**WHAT THIS TASK INVOLVES:**
Copy out the material below verbatim, starting with its first line and going on through the line with "point(300, 460)".
BEGIN RECORDS SHOWN
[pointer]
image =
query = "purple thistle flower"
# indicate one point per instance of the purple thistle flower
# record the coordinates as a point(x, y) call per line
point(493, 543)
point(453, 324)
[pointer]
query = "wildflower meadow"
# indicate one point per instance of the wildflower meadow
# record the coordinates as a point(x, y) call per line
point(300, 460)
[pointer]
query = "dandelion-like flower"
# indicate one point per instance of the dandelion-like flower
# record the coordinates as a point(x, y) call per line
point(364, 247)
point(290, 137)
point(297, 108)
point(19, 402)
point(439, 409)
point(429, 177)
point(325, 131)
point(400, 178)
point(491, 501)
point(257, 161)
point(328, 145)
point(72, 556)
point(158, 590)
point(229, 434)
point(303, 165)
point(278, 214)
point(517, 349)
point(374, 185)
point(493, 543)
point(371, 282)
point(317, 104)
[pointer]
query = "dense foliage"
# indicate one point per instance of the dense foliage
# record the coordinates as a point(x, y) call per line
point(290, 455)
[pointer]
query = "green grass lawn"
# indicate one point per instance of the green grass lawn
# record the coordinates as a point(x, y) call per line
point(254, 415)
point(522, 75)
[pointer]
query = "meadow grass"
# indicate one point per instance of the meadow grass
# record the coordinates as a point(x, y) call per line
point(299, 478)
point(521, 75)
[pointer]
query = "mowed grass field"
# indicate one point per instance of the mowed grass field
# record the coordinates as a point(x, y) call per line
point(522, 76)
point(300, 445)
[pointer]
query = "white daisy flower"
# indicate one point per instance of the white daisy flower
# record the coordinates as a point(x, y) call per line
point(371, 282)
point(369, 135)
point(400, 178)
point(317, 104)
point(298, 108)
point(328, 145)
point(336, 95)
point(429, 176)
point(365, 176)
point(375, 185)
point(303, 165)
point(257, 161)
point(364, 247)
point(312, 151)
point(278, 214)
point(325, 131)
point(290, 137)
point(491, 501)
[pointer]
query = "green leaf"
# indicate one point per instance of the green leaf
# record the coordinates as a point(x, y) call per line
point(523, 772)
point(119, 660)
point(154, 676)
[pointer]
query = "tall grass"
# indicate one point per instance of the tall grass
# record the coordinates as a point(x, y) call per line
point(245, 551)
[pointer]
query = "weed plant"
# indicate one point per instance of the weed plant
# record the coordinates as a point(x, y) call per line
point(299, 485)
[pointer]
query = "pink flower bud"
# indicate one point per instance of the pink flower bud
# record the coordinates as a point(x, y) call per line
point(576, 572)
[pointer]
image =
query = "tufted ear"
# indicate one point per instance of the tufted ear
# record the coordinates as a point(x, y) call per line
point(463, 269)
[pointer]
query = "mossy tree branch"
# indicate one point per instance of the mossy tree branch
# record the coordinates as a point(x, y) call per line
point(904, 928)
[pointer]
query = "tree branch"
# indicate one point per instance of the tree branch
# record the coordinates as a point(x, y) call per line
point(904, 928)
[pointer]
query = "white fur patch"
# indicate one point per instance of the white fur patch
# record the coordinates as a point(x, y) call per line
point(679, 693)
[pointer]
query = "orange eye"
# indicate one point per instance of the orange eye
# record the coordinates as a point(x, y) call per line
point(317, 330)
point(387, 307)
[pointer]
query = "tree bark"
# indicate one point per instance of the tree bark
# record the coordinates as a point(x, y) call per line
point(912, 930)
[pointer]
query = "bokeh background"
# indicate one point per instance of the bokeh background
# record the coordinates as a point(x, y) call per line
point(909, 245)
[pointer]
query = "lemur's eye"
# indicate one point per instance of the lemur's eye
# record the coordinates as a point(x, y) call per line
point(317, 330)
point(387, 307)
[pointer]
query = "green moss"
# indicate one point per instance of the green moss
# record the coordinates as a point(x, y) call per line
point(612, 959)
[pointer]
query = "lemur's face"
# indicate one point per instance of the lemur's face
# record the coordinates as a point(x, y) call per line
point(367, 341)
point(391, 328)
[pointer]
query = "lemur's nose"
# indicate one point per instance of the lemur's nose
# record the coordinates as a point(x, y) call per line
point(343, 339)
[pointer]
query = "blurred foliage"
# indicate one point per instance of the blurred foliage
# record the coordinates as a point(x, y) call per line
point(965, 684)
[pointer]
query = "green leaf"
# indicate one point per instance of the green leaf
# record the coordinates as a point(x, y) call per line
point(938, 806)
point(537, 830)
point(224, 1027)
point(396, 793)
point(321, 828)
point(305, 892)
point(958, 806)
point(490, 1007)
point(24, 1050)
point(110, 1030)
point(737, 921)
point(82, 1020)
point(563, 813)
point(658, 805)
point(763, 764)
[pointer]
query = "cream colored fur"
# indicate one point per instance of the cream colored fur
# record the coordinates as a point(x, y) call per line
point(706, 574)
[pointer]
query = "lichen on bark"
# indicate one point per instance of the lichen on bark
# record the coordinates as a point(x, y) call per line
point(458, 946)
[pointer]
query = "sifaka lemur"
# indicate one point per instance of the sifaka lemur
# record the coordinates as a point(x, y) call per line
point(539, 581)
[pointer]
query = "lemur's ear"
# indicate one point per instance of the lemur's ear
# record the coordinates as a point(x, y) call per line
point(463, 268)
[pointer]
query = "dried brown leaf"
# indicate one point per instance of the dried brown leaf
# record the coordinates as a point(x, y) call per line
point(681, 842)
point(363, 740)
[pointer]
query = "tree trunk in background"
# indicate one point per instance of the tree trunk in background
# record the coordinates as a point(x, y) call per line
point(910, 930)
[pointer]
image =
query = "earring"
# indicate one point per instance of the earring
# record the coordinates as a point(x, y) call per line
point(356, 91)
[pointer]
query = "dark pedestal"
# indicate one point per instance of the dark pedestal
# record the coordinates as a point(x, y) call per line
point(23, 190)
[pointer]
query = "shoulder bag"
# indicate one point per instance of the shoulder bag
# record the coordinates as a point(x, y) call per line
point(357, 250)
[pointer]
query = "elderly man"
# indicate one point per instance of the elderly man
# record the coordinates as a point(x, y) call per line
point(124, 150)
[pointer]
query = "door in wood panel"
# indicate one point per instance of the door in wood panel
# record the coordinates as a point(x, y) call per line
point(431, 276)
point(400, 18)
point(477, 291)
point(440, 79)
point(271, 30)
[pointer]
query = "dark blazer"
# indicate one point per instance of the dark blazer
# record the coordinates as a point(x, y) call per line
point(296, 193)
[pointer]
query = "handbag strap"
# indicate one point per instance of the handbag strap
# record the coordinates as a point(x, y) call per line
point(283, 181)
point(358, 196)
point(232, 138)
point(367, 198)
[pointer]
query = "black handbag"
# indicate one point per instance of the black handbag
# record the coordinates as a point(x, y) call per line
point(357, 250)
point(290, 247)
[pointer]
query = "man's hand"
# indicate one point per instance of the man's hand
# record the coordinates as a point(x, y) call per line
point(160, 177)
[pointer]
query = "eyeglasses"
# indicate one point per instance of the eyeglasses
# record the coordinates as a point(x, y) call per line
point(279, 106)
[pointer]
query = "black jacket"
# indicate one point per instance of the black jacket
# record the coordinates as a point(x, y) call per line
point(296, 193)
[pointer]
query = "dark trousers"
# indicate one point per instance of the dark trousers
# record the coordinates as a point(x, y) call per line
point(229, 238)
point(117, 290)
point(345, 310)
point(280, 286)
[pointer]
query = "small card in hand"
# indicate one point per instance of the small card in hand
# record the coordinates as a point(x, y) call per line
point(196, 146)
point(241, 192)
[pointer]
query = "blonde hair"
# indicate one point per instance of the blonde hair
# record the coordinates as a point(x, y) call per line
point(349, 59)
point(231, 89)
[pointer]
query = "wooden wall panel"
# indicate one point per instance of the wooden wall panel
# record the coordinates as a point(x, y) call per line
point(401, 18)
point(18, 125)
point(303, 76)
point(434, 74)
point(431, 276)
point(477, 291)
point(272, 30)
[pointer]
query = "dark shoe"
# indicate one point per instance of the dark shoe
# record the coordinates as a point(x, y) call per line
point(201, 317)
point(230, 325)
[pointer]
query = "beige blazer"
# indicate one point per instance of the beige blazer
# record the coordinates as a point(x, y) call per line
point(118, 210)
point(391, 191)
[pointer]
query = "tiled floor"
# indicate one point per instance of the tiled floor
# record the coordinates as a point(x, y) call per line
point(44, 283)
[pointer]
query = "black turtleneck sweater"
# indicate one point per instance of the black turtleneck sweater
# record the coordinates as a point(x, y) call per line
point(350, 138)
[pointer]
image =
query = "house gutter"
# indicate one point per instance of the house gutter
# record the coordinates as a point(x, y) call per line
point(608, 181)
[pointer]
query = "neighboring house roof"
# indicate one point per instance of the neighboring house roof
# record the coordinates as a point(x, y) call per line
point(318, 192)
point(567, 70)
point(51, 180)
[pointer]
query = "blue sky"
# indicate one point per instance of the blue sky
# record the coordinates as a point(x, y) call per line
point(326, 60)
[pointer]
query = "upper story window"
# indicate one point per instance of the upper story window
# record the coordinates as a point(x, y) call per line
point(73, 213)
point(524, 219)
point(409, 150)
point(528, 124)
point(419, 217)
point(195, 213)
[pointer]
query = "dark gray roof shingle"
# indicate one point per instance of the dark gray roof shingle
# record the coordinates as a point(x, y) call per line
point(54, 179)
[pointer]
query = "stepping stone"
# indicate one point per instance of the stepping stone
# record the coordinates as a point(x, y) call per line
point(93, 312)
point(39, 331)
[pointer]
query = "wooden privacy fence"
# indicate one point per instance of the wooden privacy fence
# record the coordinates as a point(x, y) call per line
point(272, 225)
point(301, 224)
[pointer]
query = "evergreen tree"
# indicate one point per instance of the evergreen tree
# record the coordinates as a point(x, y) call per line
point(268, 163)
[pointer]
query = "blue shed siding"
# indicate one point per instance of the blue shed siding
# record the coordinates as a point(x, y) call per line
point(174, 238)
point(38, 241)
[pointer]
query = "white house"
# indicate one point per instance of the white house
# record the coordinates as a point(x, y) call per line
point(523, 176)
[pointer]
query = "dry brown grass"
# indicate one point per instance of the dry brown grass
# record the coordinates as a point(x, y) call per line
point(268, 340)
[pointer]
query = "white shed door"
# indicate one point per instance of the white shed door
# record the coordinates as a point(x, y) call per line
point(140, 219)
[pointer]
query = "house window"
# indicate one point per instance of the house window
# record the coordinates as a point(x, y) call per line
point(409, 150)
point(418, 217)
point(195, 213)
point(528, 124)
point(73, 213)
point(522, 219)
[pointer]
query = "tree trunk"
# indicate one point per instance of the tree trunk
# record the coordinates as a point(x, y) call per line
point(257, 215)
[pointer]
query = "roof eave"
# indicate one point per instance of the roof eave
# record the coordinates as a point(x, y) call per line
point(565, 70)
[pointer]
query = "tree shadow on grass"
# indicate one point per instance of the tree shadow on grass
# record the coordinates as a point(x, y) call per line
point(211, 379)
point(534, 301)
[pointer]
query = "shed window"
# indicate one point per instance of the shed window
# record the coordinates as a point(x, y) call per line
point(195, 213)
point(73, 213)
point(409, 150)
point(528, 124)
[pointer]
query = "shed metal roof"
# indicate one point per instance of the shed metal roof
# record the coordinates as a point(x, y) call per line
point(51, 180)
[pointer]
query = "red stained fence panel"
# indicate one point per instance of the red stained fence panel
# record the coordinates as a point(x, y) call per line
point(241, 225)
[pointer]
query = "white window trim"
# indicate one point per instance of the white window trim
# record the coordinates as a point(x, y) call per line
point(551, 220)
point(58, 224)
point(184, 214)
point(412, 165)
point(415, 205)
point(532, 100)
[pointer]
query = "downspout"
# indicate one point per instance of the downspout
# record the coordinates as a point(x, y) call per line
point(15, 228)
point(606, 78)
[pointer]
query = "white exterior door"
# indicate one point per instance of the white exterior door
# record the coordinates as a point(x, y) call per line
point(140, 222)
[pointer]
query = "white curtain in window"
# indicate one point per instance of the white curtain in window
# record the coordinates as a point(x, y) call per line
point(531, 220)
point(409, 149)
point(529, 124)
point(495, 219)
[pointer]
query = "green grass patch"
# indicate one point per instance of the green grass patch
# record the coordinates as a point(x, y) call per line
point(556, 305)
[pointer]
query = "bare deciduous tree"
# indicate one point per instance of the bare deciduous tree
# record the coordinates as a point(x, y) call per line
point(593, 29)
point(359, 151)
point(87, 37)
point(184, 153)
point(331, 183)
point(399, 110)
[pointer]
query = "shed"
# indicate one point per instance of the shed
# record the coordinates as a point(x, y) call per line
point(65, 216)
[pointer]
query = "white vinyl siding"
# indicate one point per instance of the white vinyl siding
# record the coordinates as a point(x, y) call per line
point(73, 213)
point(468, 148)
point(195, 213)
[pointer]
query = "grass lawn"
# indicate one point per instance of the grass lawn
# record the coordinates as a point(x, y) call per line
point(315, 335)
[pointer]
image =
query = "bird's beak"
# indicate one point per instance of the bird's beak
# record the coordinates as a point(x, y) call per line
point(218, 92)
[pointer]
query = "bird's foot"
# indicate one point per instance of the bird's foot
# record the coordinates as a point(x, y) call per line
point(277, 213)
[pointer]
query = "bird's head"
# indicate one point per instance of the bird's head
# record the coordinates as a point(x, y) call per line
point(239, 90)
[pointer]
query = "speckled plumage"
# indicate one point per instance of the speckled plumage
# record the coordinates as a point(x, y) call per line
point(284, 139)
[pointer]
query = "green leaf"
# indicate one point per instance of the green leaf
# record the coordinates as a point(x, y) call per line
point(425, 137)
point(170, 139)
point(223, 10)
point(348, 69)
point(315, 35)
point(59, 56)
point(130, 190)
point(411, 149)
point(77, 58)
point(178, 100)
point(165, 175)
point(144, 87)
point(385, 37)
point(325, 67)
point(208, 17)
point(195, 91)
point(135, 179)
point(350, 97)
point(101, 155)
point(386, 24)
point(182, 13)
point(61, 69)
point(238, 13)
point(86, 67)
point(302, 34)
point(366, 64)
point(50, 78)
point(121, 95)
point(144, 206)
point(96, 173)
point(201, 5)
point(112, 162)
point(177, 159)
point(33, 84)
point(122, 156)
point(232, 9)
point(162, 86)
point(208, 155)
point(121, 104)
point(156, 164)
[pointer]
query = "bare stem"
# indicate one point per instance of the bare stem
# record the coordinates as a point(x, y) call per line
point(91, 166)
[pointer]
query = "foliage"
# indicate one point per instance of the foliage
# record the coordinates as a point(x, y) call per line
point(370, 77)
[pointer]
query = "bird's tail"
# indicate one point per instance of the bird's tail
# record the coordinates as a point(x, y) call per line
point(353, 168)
END RECORDS SHOWN
**THE REPLY:**
[pointer]
image =
query = "purple thistle flower"
# indicate one point per instance of the purple thistle flower
# record the coordinates as a point(x, y) call per line
point(493, 543)
point(453, 324)
[pointer]
query = "wildflower meadow"
# indicate one point per instance of the wildflower meadow
# record the coordinates as a point(x, y) call per line
point(300, 460)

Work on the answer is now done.